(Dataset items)
-------------------------

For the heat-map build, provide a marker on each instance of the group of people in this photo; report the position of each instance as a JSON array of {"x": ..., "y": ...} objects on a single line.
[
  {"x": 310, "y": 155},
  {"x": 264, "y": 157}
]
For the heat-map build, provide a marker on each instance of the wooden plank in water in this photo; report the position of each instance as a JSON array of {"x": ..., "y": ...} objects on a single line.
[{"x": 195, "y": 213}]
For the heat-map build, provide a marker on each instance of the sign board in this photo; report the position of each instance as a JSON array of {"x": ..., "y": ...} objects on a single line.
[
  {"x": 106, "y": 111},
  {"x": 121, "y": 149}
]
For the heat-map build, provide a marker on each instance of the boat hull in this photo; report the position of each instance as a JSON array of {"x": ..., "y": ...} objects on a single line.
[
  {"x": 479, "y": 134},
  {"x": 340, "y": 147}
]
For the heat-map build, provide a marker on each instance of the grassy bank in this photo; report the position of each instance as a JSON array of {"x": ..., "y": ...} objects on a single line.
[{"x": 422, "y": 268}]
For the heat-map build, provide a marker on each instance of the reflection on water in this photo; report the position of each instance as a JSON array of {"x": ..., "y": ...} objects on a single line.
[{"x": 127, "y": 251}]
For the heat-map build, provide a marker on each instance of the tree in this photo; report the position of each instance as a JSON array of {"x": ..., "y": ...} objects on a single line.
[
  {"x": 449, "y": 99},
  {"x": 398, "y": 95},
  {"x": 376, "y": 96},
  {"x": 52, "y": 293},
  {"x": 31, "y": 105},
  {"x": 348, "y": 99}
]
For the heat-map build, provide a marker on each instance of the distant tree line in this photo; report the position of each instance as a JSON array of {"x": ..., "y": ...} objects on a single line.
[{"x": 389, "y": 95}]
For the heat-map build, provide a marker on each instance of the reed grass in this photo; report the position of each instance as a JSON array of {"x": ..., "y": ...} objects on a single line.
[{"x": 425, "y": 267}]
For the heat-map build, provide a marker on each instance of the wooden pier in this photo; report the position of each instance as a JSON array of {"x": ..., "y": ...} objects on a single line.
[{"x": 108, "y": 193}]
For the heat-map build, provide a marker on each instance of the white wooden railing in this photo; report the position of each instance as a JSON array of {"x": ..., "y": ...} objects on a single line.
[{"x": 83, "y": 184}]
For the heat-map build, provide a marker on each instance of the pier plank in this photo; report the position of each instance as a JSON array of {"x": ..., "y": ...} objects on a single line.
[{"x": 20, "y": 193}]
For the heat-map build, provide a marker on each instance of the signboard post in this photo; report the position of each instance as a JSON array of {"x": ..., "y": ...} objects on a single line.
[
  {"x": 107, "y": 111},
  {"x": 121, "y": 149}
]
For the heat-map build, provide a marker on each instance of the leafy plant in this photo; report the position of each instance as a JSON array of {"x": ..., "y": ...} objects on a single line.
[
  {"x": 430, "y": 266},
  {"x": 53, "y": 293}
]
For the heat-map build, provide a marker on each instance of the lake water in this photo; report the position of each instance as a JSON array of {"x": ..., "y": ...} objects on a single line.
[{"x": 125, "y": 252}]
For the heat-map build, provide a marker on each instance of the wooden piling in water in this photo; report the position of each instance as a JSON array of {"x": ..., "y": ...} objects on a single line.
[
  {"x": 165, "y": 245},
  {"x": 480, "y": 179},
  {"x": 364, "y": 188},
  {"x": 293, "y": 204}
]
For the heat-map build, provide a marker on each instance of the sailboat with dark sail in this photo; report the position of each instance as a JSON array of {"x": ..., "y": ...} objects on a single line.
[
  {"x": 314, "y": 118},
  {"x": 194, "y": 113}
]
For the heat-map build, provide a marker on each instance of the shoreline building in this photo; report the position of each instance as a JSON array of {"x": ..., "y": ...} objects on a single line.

-------------------------

=== Problem ===
Output the records above in their entirety, exactly.

=== Exercise output ===
For the heat-map build, provide a marker on each instance of the group of people in this photo; report the position of each instance as a JSON array of {"x": ..., "y": ...} objects on a single line.
[
  {"x": 310, "y": 155},
  {"x": 264, "y": 157}
]
For the heat-map build, provide a marker on each instance of the wooden plank in water in this photo; report the position of each instance as a JSON array of {"x": ..., "y": ...} objects on a single line.
[{"x": 195, "y": 213}]
For the heat-map build, provide a marker on each instance of the sign board in this photo; report the position of each instance as a JSON array of {"x": ..., "y": ...} objects on a single line.
[
  {"x": 106, "y": 111},
  {"x": 121, "y": 149}
]
For the heat-map build, provide a marker on each instance of the boat hull in this photo; report the position of each instance as a JSON array of {"x": ..., "y": ...} objects on a single line.
[
  {"x": 479, "y": 134},
  {"x": 340, "y": 147}
]
For the heat-map build, provide a marker on each instance of the grassy bank in this photo; report the position of each instance as a JSON array of {"x": ..., "y": ...} objects on a single line.
[{"x": 422, "y": 268}]
For the heat-map build, provide a marker on each instance of the reflection on water in this photo; report the position of each instance as a JSON array of {"x": ..., "y": ...} objects on a single line.
[{"x": 127, "y": 251}]
For the heat-map build, provide a marker on each instance of the tree in this photo; report the position of each instance as a JSON array of {"x": ..., "y": ...} objects on a single line.
[
  {"x": 449, "y": 99},
  {"x": 398, "y": 95},
  {"x": 376, "y": 96},
  {"x": 52, "y": 293},
  {"x": 31, "y": 105},
  {"x": 348, "y": 99}
]
For the heat-map build, provide a marker on each instance of the distant tree line in this photo; report the position of each instance as a JSON array of {"x": ..., "y": ...} objects on a single line.
[{"x": 389, "y": 95}]
For the heat-map build, provide a marker on each instance of the reed grass in this photo; report the position of each instance as a JSON array of {"x": ..., "y": ...} objects on a single line.
[{"x": 425, "y": 267}]
For the heat-map build, provide a marker on each instance of the wooden pier in this photo; report the position of each instance as a JSON array of {"x": ..., "y": ...} objects on a single line.
[{"x": 108, "y": 193}]
For the heat-map build, provide a marker on each instance of the white wooden railing in this photo; report the position of each instance as a JSON array of {"x": ..., "y": ...} objects on a single line.
[{"x": 83, "y": 184}]
For the heat-map build, provide a marker on each instance of the pier plank in this photo; report the position of each instance as a JSON array of {"x": ..., "y": ...} objects on a single line.
[{"x": 20, "y": 193}]
For the heat-map build, provide a marker on each instance of the signboard post in this photo; report the position of each instance as a JSON array of {"x": ..., "y": ...} objects on a single line.
[
  {"x": 107, "y": 111},
  {"x": 121, "y": 149}
]
For the heat-map build, provide a marker on each instance of the leafy plant in this photo; report the position of each instance as a JSON array of {"x": ..., "y": ...} objects on a single line.
[
  {"x": 430, "y": 266},
  {"x": 53, "y": 293}
]
For the heat-map build, provide a marker on each instance of the lake water in this photo; report the position of each instance as a JSON array of {"x": ..., "y": ...} objects on a single line.
[{"x": 125, "y": 252}]
For the heat-map build, provide a marker on each instance of the wooden piling in water in this photo; report the position of each instance as a JSON array of {"x": ..., "y": ...} objects on a single line.
[
  {"x": 165, "y": 245},
  {"x": 480, "y": 179},
  {"x": 364, "y": 188},
  {"x": 293, "y": 204}
]
For the heat-map build, provide a marker on each instance of the sailboat with dark sail in this photo; report the position of each instance as a JSON array of {"x": ..., "y": ...} objects on a single line.
[
  {"x": 314, "y": 118},
  {"x": 194, "y": 113}
]
For the heat-map build, provide a marker on each instance of the shoreline building in this photo; report the position of each instance as a JSON array of {"x": ..., "y": ...} objects on a single line.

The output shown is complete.